Task to complete: When you transcribe the entries, reproduce every character and exclude the images.

Extracted data:
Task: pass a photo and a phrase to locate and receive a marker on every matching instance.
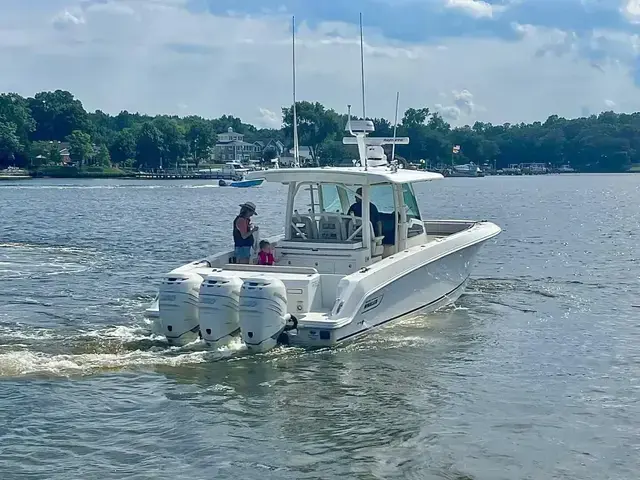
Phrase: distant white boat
(338, 275)
(343, 268)
(13, 173)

Task response:
Task: pass a photo and a phrase to locate and receive a marker on every matching instance.
Phrase: distant white boat
(338, 275)
(343, 268)
(13, 173)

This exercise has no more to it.